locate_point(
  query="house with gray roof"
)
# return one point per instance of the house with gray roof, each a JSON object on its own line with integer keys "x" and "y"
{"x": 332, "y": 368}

──────────

**PROMPT:** Please copy out every line of the records above, keeping each character unchanged.

**EXERCISE OUTPUT:**
locate_point(
  query="house with gray roof"
)
# return one point per instance of the house with gray roof, each a JSON object on its own line with integer keys "x" and "y"
{"x": 332, "y": 368}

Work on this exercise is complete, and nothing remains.